Resume the article about the killing of Colombian land rights leader Hernan Bedoya, writing on from its last sentence.

PAGE EXTRACT —
————
- Colombian community leader Hernan Bedoya, who defended collective land rights for Afro-Colombian farmers as well as local biodiversity in the face of palm oil and industrial agriculture expansion, was allegedly assassinated by a neo-paramilitary group on Friday, Dec. 5.
- Bedoya was owner of the “Mi Tierra” Biodiversity Zone, located in the collective Afro-Colombian territory of Pedeguita-Mancilla. The land rights activist stood up to palm oil, banana and ranching companies who are accused of engaging in illegal land grabbing and deforestation in his Afro-Colombian community’s collective territory in Riosucio, Chocó.
- According to the Intercelestial Commission for Justice and Peace in Colombia (CIJP), a Colombian human rights group, Bedoya was heading home on horseback when two members of the neo-paramilitary Gaitánista Self-Defense Forces of Colombia (AGC) intercepted him on a bridge and shot him 14 times, immediately killing him.
————
ENTRIES —
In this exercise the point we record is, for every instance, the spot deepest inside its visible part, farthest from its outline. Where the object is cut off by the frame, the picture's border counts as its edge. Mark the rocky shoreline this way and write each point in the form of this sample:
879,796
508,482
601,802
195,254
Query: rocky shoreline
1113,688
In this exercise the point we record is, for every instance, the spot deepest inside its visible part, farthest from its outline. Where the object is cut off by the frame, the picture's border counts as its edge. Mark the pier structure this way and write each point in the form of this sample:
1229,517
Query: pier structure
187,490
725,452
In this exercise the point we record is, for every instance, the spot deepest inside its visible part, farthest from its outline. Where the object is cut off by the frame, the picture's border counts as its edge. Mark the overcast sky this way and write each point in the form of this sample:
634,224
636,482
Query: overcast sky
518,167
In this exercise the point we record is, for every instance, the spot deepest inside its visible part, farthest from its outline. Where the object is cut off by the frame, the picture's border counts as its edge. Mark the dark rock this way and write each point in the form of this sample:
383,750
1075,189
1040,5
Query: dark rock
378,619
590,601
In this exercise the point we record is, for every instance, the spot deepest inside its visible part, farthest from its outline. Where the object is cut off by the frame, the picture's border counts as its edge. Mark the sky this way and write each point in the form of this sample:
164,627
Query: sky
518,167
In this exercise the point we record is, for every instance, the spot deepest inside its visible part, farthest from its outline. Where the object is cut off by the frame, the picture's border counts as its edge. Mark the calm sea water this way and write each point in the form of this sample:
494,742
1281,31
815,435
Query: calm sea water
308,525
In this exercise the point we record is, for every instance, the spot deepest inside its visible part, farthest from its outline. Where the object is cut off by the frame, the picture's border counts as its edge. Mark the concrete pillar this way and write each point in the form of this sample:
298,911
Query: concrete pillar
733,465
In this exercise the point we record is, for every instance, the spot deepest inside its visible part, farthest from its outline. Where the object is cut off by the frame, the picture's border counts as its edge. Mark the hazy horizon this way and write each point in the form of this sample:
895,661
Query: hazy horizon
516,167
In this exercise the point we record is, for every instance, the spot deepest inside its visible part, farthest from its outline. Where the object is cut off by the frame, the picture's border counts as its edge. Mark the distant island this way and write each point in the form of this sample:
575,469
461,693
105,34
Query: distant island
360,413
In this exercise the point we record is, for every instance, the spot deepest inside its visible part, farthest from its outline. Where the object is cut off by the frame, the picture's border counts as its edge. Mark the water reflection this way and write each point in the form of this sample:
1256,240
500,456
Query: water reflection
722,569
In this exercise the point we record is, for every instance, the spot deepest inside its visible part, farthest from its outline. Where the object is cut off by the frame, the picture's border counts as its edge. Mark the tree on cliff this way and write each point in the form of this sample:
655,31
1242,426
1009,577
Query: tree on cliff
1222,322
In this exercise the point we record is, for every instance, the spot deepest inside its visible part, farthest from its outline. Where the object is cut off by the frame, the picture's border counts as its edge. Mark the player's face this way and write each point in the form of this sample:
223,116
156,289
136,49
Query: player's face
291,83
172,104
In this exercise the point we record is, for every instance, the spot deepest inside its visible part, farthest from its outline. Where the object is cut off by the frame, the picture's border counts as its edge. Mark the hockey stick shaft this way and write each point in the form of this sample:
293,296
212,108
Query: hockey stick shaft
————
TASK OUTPUT —
- According to Foundation for Peace and Reconciliation (PARES), 137 social leaders have been killed across Colombia in 2017. Other observers have found lower numbers, but most track over 100 killed over the course of the year.
Colombian community leader Hernan Bedoya, who defended collective land rights for Afro-Colombian farmers as well as local biodiversity in the face of palm oil and industrial agriculture expansion, was allegedly assassinated by a neo-paramilitary group on Friday, Dec. 5.
Part of a rise in targeted assassinations of social leaders across the country, Bedoya was the second Afro-Colombian leader to be killed in the Bajo Atrato river basin region in less than 10 days after Mario Castaño was killed in late November. Overall, there have been three social leaders killed in the region over the course of the year.
According to the Intercelestial Commission for Justice and Peace in Colombia (CIJP), a Colombian human rights group, Bedoya was heading home on horseback when two members of the neo-paramilitary Gaitánista Self-Defense Forces of Colombia (AGC) intercepted him on a bridge and shot him 14 times, immediately killing him.
Bedoya was owner of the “Mi Tierra” Biodiversity Zone, located in the collective Afro-Colombian territory of Pedeguita-Mancilla. The land rights activist stood up to palm oil, banana and ranching companies who are accused of engaging in illegal land grabbing and deforestation in his Afro-Colombian community’s collective territory in Riosucio, Chocó.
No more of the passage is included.